> The problem: Can you rewrite all the lines below as a numbered list, skipping blank lines and leaving the pictures out?

=== Given records ===

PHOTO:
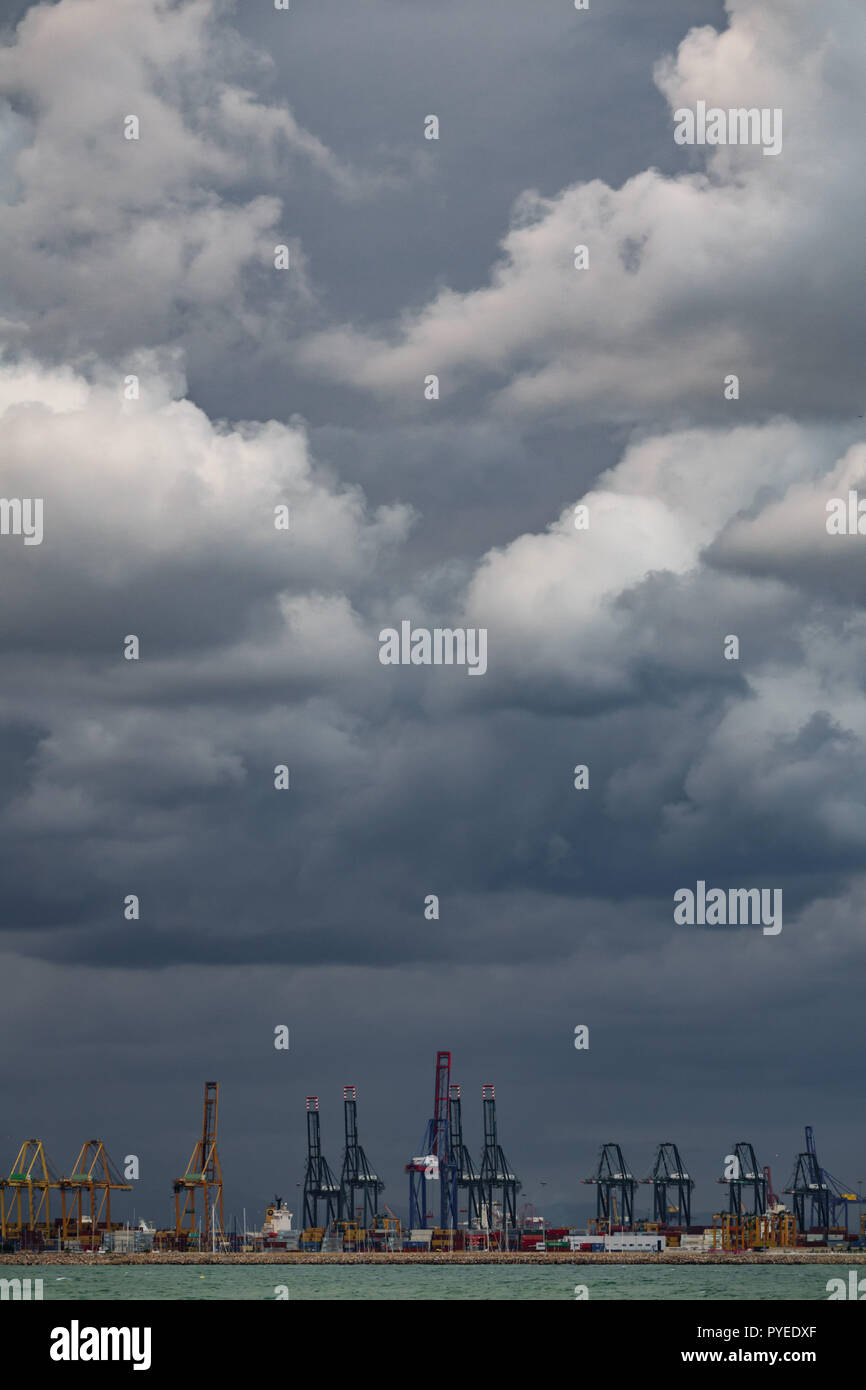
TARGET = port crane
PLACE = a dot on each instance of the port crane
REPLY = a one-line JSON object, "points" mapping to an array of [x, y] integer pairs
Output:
{"points": [[818, 1190]]}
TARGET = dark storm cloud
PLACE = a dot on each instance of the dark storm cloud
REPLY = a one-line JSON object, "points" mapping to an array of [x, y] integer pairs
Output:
{"points": [[260, 648]]}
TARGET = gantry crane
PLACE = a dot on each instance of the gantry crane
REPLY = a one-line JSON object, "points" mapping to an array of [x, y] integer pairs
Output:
{"points": [[466, 1175], [434, 1162], [319, 1182], [747, 1179], [203, 1175], [93, 1173], [357, 1175], [613, 1176], [670, 1172], [815, 1186], [495, 1173], [25, 1196]]}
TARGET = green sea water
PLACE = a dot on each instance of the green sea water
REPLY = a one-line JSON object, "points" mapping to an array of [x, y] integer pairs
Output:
{"points": [[128, 1283]]}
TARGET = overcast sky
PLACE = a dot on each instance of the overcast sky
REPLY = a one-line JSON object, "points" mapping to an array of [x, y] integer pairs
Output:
{"points": [[259, 387]]}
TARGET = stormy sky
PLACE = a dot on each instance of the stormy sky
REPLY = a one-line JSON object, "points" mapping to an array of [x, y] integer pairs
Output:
{"points": [[305, 387]]}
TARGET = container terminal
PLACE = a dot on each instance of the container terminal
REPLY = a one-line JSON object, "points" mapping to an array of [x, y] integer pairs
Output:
{"points": [[456, 1207]]}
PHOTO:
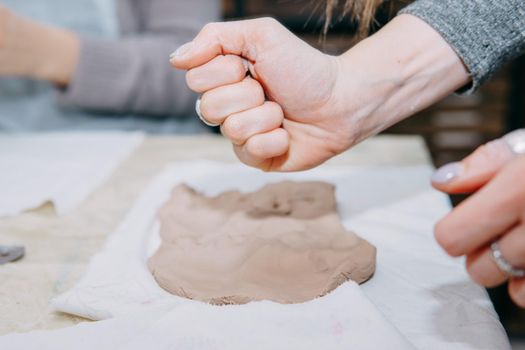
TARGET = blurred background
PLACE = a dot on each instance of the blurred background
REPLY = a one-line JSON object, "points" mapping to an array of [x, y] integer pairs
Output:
{"points": [[452, 129]]}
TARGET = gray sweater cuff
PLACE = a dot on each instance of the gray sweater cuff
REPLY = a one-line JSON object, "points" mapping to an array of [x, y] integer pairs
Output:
{"points": [[485, 34], [94, 84]]}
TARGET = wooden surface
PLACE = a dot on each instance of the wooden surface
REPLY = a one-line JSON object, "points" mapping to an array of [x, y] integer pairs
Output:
{"points": [[58, 248]]}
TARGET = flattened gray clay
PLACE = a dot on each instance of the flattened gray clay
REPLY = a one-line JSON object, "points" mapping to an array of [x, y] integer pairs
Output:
{"points": [[283, 243]]}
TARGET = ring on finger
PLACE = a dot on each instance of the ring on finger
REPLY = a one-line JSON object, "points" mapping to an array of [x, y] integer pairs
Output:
{"points": [[199, 113], [503, 263]]}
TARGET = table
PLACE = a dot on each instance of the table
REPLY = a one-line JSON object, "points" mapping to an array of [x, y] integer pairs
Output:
{"points": [[58, 248]]}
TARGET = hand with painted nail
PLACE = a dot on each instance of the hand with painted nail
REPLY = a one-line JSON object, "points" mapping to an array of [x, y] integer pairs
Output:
{"points": [[292, 107], [489, 227]]}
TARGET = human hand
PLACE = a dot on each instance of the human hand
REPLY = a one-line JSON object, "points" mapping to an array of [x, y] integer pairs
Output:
{"points": [[32, 50], [495, 213], [281, 118], [300, 107]]}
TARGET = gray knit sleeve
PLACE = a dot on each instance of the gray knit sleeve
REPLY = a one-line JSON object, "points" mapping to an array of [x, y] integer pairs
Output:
{"points": [[132, 74], [484, 33]]}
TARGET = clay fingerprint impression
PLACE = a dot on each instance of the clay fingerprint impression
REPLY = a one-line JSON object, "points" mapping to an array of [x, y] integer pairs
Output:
{"points": [[284, 242]]}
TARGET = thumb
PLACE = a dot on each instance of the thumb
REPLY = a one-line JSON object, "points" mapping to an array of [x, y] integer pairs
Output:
{"points": [[474, 171], [226, 38]]}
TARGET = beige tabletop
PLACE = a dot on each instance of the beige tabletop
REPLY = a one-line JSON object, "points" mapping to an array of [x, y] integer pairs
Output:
{"points": [[59, 248]]}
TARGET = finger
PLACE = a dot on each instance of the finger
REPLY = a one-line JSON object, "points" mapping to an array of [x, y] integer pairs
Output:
{"points": [[517, 291], [483, 270], [235, 38], [485, 215], [219, 103], [240, 127], [222, 70], [260, 150], [475, 170], [481, 265]]}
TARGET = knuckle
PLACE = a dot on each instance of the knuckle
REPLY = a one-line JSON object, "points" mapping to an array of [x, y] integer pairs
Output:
{"points": [[269, 21], [256, 91], [234, 129], [191, 80], [254, 149], [206, 108], [236, 67], [210, 28]]}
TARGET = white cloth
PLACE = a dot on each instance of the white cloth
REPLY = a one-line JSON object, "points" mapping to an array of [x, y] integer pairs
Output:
{"points": [[417, 289], [61, 168]]}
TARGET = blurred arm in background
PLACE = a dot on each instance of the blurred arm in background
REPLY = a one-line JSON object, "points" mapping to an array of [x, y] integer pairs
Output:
{"points": [[129, 74]]}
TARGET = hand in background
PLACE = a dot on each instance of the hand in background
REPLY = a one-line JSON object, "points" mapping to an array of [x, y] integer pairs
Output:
{"points": [[496, 212], [32, 50]]}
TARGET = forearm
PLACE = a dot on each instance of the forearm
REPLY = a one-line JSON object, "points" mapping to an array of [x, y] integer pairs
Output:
{"points": [[129, 75], [404, 68], [39, 51]]}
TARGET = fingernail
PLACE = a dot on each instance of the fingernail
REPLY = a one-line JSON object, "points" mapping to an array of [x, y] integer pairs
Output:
{"points": [[182, 51], [448, 172]]}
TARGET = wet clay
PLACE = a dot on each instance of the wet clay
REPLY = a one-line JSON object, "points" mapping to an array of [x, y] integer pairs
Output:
{"points": [[284, 242]]}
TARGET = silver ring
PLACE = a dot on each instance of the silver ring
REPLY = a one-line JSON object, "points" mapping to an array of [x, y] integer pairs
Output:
{"points": [[198, 110], [503, 264], [516, 141]]}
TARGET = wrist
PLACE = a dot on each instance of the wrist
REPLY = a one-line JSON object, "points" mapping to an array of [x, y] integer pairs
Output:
{"points": [[59, 50], [52, 53], [404, 68]]}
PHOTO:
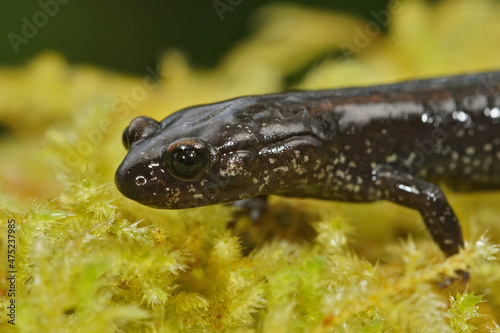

===

> Task output:
1. PHOTO:
2. TARGET = port crane
3. PLACE = a dot on each instance of the port crane
4. REPLY = a one-line JSON object, "points" mapping to an array of [x, y] integer pairs
5. Output:
6. {"points": [[818, 1190]]}
7. TARGET = dark storm cloud
8. PLACE = a dot on each instance of the dark storm cloud
9. REPLY = a one-line JSON object, "points" mapping to an array of [x, y] integer pairs
10. Output:
11. {"points": [[260, 648]]}
12. TARGET = gantry crane
13. PLACE = a dot on each instance of the gantry crane
14. REPLY = a one-line JSON object, "points" mapping to an array of [x, y] integer pairs
15. Output:
16. {"points": [[466, 1175], [434, 1162], [319, 1182], [747, 1179], [203, 1175], [93, 1173], [357, 1175], [613, 1176], [670, 1172], [815, 1186], [495, 1173], [25, 1196]]}
17. TARGET = green sea water
18. PLACE = a dot on each instance of the green sea water
19. REPLY = a one-line JSON object, "points" mapping to an array of [x, y] integer pairs
20. Output:
21. {"points": [[128, 1283]]}
22. TARGET = overcast sky
23. PLACE = a dot on each instance of the overcast sky
24. REPLY = a one-line JSON object, "points" mapping to an array of [x, y] integer pairs
25. Output:
26. {"points": [[259, 387]]}
27. TARGET = stormy sky
28. PLACE = a dot on each instance of the stormy sky
29. REPLY = a one-line JSON object, "points" mapping to an array of [x, y] integer pairs
30. Output:
31. {"points": [[305, 387]]}
32. TARGET = container terminal
33. PLACE = a dot on each instance of the container terminal
34. REPLY = a one-line JSON object, "points" mapping to an array of [x, y] integer pairs
35. Output:
36. {"points": [[456, 1207]]}
37. PHOTO:
38. TARGET = blurred background
39. PLACE = a dot on each instance of the blurred background
40. REPLY = a one-line JSON object, "points" mapping to an array of [x, y] integer pairs
41. Output:
42. {"points": [[452, 129]]}
43. TARGET = gray sweater cuff
44. PLACE = a dot on each instance of the gray sweater cuff
45. REPLY = a one-line JSON object, "points" mapping to an array of [x, y] integer pairs
46. Output:
47. {"points": [[485, 34], [94, 84]]}
48. TARGET = wooden surface
49. PLACE = a dot on each instance of the wooden surface
50. REPLY = a one-line JSON object, "points" mapping to an array of [x, y] integer pairs
51. Output:
52. {"points": [[58, 248]]}
53. TARGET = flattened gray clay
54. PLACE = a dot on each instance of the flattened gray clay
55. REPLY = a one-line JSON object, "points" mapping to an array of [x, y] integer pairs
56. Output:
57. {"points": [[283, 243]]}
58. TARGET = ring on finger
59. PLACE = a dot on each instance of the ring on finger
60. REPLY = a one-line JSON object, "points" mapping to an array of [x, y] integer pairs
61. Output:
62. {"points": [[199, 113], [503, 263]]}
63. TARGET = table
64. PLACE = a dot on each instance of the table
65. REPLY = a one-line JSON object, "points" mapping to an array of [x, y] integer pairs
66. Output:
67. {"points": [[58, 248]]}
68. TARGET = hand with painted nail
69. PLACE = a dot on each instance of the hand with painted nail
70. REPLY = a one-line JSON object, "points" mapping to an array of [x, y] integer pairs
71. Output:
72. {"points": [[292, 107], [489, 227]]}
73. TARGET = human hand
74. PLACE = a dot on each instance of the human hand
75. REPLY = a one-line JSON object, "points" mapping to an array of [x, y] integer pairs
76. Output:
77. {"points": [[32, 50], [495, 213], [281, 118], [300, 107]]}
78. TARGET = gray knit sleeve
79. PLACE = a dot on each instance of the gray knit sleeve
80. REPLY = a one-line JSON object, "points" mapping to an array of [x, y] integer pairs
81. Output:
82. {"points": [[132, 74], [484, 33]]}
83. TARGET = clay fingerprint impression
84. PLACE = a dot on each instance of the clay fingerprint impression
85. REPLY = a one-line JSON object, "points" mapping to an array of [x, y] integer pairs
86. Output:
87. {"points": [[284, 242]]}
88. TARGET = thumb
89. PLACE = a dot on each instance of the thumb
90. REPLY = a one-line JSON object, "points" mapping to an array of [x, y] integer pairs
91. Output:
92. {"points": [[474, 171], [226, 38]]}
93. TARGET = beige tabletop
94. PLACE = a dot on each instance of the beige tabletop
95. REPLY = a one-line JSON object, "points" mapping to an array of [x, y] integer pairs
96. Output:
97. {"points": [[59, 248]]}
98. TARGET = finger
99. PLACE = a dot on each instance of the finger
100. REPLY = a one-line JSON object, "points" mapping to an array of [x, y] integer pairs
101. Output:
102. {"points": [[517, 291], [483, 270], [235, 38], [485, 215], [219, 103], [240, 127], [222, 70], [260, 150], [475, 170], [481, 265]]}
103. TARGET = knuckle
104. PLACE = a dot on each instance of the knuckle
105. REPLY = a one-line JSON object, "points" mapping to an array of [x, y] integer pairs
106. Output:
107. {"points": [[269, 21], [256, 91], [234, 129], [191, 80], [254, 149], [206, 108], [236, 67], [210, 28]]}
108. TARGET = white cloth
109. PLACE = a dot on each instance of the white cloth
110. REPLY = a one-line JSON object, "points" mapping to an array of [x, y] integer pairs
111. Output:
112. {"points": [[417, 289], [61, 168]]}
113. TARGET = blurred arm in background
114. PLACE = a dot on each instance of the blurred arm in background
115. REPLY = a one-line JSON object, "points" mapping to an array of [x, y] integer pairs
116. Output:
117. {"points": [[129, 74]]}
118. TARGET = hand in background
119. PLACE = a dot on each instance of the hand in background
120. REPLY = a one-line JSON object, "points" mapping to an array of [x, y] integer pairs
121. Output:
122. {"points": [[496, 212], [32, 50]]}
123. TARGET = forearm
124. PLACE = a dot on each instance of the forearm
125. REPLY = a one-line JSON object, "points" mapping to an array of [x, y] integer pairs
126. Output:
127. {"points": [[129, 75], [404, 68], [39, 51]]}
128. TARGET = fingernail
129. PLACE = a dot on each instance of the fingernail
130. REPLY = a one-line JSON object, "points" mapping to an array of [x, y] integer pairs
131. Output:
132. {"points": [[182, 51], [448, 172]]}
133. TARGET = wet clay
134. PLACE = a dot on each instance of the wet clay
135. REPLY = a one-line JSON object, "points" mapping to an array of [x, y] integer pairs
136. Output:
137. {"points": [[284, 242]]}
138. TARGET = silver ring
139. PLACE = a dot on each instance of the silver ring
140. REPLY = a one-line JSON object, "points" mapping to an array of [x, y] integer pairs
141. Output:
142. {"points": [[198, 110], [503, 264], [516, 141]]}
143. TARGET = wrist
144. PLACE = a dot on each instance of the wrist
145. REPLY = a one-line JSON object, "points" mapping to an array of [x, y] integer pairs
146. Output:
147. {"points": [[59, 50], [52, 53], [404, 68]]}
148. PHOTO:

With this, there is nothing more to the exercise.